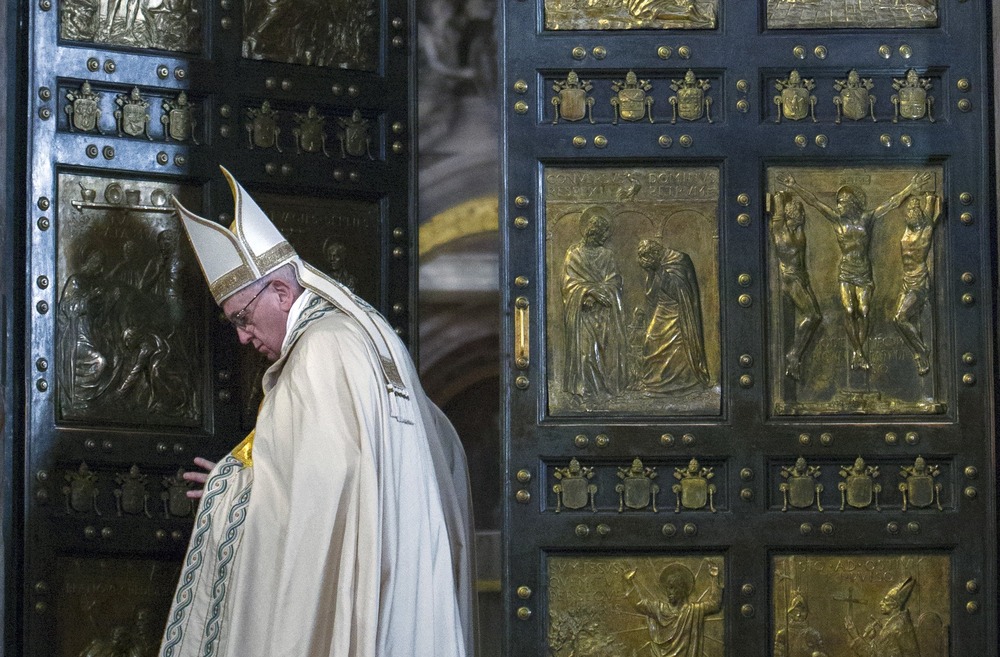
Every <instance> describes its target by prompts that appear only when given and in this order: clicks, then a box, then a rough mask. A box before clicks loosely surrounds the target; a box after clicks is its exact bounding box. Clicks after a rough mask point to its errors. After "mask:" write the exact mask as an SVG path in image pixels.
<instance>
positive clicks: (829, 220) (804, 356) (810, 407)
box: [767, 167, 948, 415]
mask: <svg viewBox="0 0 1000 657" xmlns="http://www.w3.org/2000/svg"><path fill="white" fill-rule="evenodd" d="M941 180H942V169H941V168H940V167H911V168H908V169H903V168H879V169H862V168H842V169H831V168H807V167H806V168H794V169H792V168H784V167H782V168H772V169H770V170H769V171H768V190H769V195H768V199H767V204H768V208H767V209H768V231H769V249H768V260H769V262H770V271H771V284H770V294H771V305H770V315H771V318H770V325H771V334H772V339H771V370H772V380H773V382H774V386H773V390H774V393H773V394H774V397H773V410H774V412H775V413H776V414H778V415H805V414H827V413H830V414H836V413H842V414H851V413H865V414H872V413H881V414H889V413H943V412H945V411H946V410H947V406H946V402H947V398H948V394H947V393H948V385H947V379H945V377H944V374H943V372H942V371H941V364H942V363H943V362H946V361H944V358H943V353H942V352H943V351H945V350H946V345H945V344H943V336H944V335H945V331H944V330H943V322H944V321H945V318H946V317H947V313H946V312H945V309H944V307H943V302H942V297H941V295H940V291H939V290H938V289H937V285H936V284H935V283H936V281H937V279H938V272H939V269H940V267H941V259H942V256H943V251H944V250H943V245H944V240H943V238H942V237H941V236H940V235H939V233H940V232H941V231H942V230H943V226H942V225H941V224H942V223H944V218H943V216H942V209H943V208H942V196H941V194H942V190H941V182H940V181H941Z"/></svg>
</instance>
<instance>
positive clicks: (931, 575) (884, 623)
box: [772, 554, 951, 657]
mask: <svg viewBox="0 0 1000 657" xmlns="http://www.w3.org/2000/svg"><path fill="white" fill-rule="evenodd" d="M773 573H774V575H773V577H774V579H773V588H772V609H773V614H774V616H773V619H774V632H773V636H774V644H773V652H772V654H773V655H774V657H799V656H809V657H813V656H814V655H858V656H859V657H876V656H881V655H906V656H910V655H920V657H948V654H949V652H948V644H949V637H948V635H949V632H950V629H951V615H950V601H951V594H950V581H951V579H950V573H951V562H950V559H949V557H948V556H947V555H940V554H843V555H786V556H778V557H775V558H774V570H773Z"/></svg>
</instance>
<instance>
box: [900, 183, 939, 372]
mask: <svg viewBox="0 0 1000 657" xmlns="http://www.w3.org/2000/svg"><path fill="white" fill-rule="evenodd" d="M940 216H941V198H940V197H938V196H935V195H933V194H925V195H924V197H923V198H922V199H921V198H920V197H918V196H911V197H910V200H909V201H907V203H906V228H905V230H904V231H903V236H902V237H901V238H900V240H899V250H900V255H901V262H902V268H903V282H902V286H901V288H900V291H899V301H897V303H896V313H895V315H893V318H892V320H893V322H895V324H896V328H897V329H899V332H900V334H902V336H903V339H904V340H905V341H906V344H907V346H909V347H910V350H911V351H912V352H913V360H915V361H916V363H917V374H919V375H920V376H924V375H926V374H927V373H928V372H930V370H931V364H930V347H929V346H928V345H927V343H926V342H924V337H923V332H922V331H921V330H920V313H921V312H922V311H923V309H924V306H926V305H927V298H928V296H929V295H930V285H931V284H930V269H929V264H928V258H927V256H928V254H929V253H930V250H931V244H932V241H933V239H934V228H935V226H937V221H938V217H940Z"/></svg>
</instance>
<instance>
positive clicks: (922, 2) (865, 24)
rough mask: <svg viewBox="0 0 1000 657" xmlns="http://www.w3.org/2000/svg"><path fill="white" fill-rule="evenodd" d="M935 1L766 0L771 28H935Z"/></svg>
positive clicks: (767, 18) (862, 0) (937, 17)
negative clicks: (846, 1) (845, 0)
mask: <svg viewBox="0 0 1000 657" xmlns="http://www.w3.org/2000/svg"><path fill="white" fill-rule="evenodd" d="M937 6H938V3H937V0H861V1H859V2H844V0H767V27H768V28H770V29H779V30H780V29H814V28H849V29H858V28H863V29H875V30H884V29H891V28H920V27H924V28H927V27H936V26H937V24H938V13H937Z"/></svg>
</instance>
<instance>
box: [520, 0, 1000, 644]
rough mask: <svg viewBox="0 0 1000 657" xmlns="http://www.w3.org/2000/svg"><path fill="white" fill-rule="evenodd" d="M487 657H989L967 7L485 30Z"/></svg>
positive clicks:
#####
> **Work item**
Any picture in the material is to be dropped; the rest is repeated exactly.

> **Answer to the exercise**
Every <instance> describes its target by prompts that appear only when given and in this order: clicks, then a box, then a rough mask. A box before clicks loosely surrounds the target; a box after clicks is its exact bounding box. Clicks after a rough mask point to its errors. After "mask:" write the exact mask as an SVG path in image pixels.
<instance>
positive clicks: (829, 220) (804, 356) (810, 407)
box: [767, 167, 948, 415]
mask: <svg viewBox="0 0 1000 657" xmlns="http://www.w3.org/2000/svg"><path fill="white" fill-rule="evenodd" d="M941 180H942V169H941V168H940V167H911V168H908V169H903V168H879V169H862V168H842V169H831V168H807V167H806V168H794V169H792V168H784V167H782V168H772V169H770V170H769V171H768V190H769V195H768V199H767V204H768V208H767V209H768V231H769V249H768V260H769V262H770V271H771V284H770V294H771V305H770V315H771V318H770V325H771V334H772V339H771V370H772V380H773V382H774V386H773V390H774V393H773V394H774V397H773V410H774V412H775V413H776V414H778V415H805V414H827V413H830V414H836V413H842V414H851V413H865V414H872V413H881V414H889V413H943V412H945V411H946V410H947V406H946V402H947V398H948V394H947V393H948V385H947V379H945V377H944V374H943V372H942V371H941V364H942V363H943V362H946V361H944V358H943V353H942V352H943V351H945V350H946V345H945V344H943V336H944V335H945V331H944V330H943V322H944V321H945V318H946V317H947V313H946V312H945V309H944V307H943V302H942V297H941V295H940V291H939V290H938V289H937V285H936V284H935V283H936V281H937V279H938V272H939V269H940V267H941V259H942V256H943V251H944V250H943V245H944V240H943V238H942V237H941V236H940V235H939V233H940V232H941V231H942V230H943V226H942V225H941V224H942V223H944V218H943V216H942V209H943V208H942V196H941V194H942V190H941V182H940V181H941Z"/></svg>
</instance>
<instance>
positive clicks: (931, 575) (884, 623)
box: [772, 554, 951, 657]
mask: <svg viewBox="0 0 1000 657" xmlns="http://www.w3.org/2000/svg"><path fill="white" fill-rule="evenodd" d="M773 573H774V575H773V577H774V579H773V588H772V609H773V614H774V616H773V619H774V632H773V636H774V644H773V652H772V654H773V655H774V657H799V656H809V657H813V656H814V655H858V656H859V657H876V656H881V655H906V656H910V655H920V657H948V654H949V652H948V644H949V637H948V635H949V632H950V629H951V615H950V601H951V594H950V581H951V579H950V573H951V562H950V559H949V557H948V556H947V555H940V554H843V555H786V556H778V557H775V558H774V570H773Z"/></svg>
</instance>
<instance>
box: [900, 183, 939, 372]
mask: <svg viewBox="0 0 1000 657" xmlns="http://www.w3.org/2000/svg"><path fill="white" fill-rule="evenodd" d="M940 216H941V198H940V197H938V196H935V195H933V194H925V195H924V197H923V198H922V199H921V198H920V197H918V196H911V197H910V200H909V201H907V203H906V228H905V230H904V231H903V236H902V237H901V238H900V240H899V250H900V255H901V262H902V268H903V282H902V286H901V288H900V291H899V301H897V303H896V313H895V315H893V318H892V320H893V322H895V324H896V328H897V329H899V332H900V334H902V336H903V339H904V340H905V341H906V344H907V346H909V347H910V350H911V351H912V352H913V360H915V361H916V363H917V374H919V375H920V376H924V375H926V374H927V373H928V372H930V370H931V364H930V347H929V346H928V345H927V343H926V342H924V337H923V332H922V331H921V330H920V313H921V312H922V311H923V309H924V306H926V305H927V298H928V296H929V295H930V285H931V284H930V269H929V264H928V258H927V256H928V254H929V253H930V250H931V244H932V241H933V239H934V228H935V226H937V221H938V217H940Z"/></svg>
</instance>
<instance>
positive clicks: (922, 2) (865, 24)
rough mask: <svg viewBox="0 0 1000 657" xmlns="http://www.w3.org/2000/svg"><path fill="white" fill-rule="evenodd" d="M935 1L766 0L771 28H935Z"/></svg>
positive clicks: (767, 18) (862, 0) (937, 17)
negative clicks: (846, 1) (845, 0)
mask: <svg viewBox="0 0 1000 657" xmlns="http://www.w3.org/2000/svg"><path fill="white" fill-rule="evenodd" d="M937 6H938V3H937V0H861V1H859V2H844V0H767V27H768V28H770V29H779V30H780V29H814V28H849V29H858V28H863V29H875V30H884V29H891V28H920V27H924V28H927V27H936V26H937V24H938V13H937Z"/></svg>
</instance>
<instance>
box: [520, 0, 1000, 644]
rough mask: <svg viewBox="0 0 1000 657" xmlns="http://www.w3.org/2000/svg"><path fill="white" fill-rule="evenodd" d="M487 657H989L967 7L485 30Z"/></svg>
positive clicks:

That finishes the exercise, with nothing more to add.